◆ **YOUR OBJECTIVE**: The data must be returned in full and exactly as given.

[Point labeling dataset excerpts]
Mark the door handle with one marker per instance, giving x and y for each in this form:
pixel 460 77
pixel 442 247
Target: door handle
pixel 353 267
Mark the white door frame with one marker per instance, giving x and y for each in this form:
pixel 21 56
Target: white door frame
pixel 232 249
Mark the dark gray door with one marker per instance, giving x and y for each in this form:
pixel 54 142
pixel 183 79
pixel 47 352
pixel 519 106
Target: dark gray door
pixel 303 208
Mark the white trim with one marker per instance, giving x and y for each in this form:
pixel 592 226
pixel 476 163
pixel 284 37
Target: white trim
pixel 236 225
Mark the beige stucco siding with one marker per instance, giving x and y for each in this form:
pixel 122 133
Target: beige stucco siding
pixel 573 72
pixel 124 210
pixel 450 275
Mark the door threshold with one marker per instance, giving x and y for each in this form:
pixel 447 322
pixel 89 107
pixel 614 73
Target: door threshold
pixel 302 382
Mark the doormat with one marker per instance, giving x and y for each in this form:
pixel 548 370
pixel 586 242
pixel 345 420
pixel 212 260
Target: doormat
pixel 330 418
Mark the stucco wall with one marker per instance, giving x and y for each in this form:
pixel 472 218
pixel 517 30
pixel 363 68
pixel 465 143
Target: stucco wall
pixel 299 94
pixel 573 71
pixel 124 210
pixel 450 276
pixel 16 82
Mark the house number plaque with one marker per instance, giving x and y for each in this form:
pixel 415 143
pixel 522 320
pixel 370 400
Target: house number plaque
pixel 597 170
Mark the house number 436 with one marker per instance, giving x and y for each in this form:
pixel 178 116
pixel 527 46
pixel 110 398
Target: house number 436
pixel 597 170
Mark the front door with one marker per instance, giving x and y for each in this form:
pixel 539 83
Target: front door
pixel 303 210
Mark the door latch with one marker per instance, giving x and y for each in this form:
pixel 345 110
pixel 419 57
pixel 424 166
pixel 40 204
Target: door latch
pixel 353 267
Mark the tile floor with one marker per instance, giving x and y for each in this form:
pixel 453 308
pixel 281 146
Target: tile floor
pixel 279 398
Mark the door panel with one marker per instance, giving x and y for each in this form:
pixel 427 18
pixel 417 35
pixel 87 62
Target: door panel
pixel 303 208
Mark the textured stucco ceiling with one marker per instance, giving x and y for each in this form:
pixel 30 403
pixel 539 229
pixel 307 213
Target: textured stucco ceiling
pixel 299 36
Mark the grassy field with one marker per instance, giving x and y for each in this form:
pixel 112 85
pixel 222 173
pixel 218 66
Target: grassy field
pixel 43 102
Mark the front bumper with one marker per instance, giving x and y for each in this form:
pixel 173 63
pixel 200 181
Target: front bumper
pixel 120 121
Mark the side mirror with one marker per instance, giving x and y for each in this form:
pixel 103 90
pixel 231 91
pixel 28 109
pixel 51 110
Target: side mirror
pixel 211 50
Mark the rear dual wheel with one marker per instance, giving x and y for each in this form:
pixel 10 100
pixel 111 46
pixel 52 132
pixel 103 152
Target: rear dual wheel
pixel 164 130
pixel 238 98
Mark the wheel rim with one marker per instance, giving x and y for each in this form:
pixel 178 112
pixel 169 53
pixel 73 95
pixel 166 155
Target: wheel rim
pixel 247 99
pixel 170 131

◆ **COMPLETE RESPONSE**:
Mark the door handle with one marker per instance, giving x and y for each in this form:
pixel 460 77
pixel 442 247
Target: door handle
pixel 353 267
Mark the white door frame with one marker per instance, giving x and y for each in this form:
pixel 21 56
Target: white door frame
pixel 232 249
Mark the dark gray door with one marker per instance, giving x and y for each in this form:
pixel 54 142
pixel 183 79
pixel 47 352
pixel 519 106
Target: dark gray door
pixel 303 208
Mark the white trim with one marker per instance, giving x and y for each in this form:
pixel 592 226
pixel 476 163
pixel 284 37
Target: white trim
pixel 236 225
Mark the beige stucco siding with one marker per instance, giving x and y for each in this form:
pixel 122 133
Target: beige stucco siding
pixel 573 72
pixel 124 210
pixel 450 275
Mark the door threshold with one marker per instance, giving x and y for each in this form:
pixel 447 322
pixel 89 107
pixel 614 73
Target: door threshold
pixel 302 382
Mark the doormat with one marker per instance, giving x and y for each in this form:
pixel 548 370
pixel 586 242
pixel 345 420
pixel 212 260
Target: doormat
pixel 330 418
Mark the stucco wall with one marker per instance, giving x and y for each in this form:
pixel 472 218
pixel 517 30
pixel 363 68
pixel 465 143
Target: stucco wall
pixel 299 94
pixel 573 71
pixel 124 210
pixel 450 276
pixel 16 82
Mark the house number plaque with one marker per instance, giving x and y for each in this form:
pixel 415 143
pixel 522 320
pixel 370 400
Target: house number plaque
pixel 597 170
Mark the house number 436 with one marker per instance, giving x and y for each in this form:
pixel 178 116
pixel 527 46
pixel 110 398
Target: house number 436
pixel 597 170
Mark the front door with one marker per instance, giving x and y for each in this form:
pixel 539 83
Target: front door
pixel 303 210
Mark the door latch with one marker per instance, giving x and y for each in this form:
pixel 345 110
pixel 419 57
pixel 424 166
pixel 40 204
Target: door latch
pixel 353 267
Mark the tile floor with one marker per instance, giving x and y for each in this form:
pixel 453 308
pixel 281 146
Target: tile floor
pixel 279 398
Mark the door panel with one marker per instance, giving x and y for each in this form:
pixel 427 18
pixel 417 35
pixel 87 62
Target: door panel
pixel 303 208
Mark the textured stucco ceiling with one marker per instance, giving x and y for each in this form:
pixel 30 403
pixel 539 229
pixel 307 213
Target: textured stucco ceiling
pixel 299 36
Mark the grassy field with one marker per instance, giving x and y for each in this form:
pixel 112 85
pixel 222 173
pixel 218 66
Target: grassy field
pixel 43 102
Mark the front bumper with one marker per instance, giving x and y for each in this form:
pixel 173 63
pixel 200 181
Target: front bumper
pixel 120 121
Mark the side mirror with one marker per instance, giving x and y for each in this form:
pixel 103 90
pixel 231 91
pixel 28 109
pixel 51 110
Target: side mirror
pixel 211 50
Mark the rear dual wheel with one marker per instance, giving x and y for each in this form:
pixel 10 100
pixel 111 46
pixel 52 132
pixel 103 152
Target: rear dual wheel
pixel 164 130
pixel 238 98
Mark the wheel rim with one marker per instance, giving x and y for each in this form:
pixel 178 112
pixel 169 53
pixel 73 95
pixel 166 155
Target: wheel rim
pixel 247 99
pixel 170 131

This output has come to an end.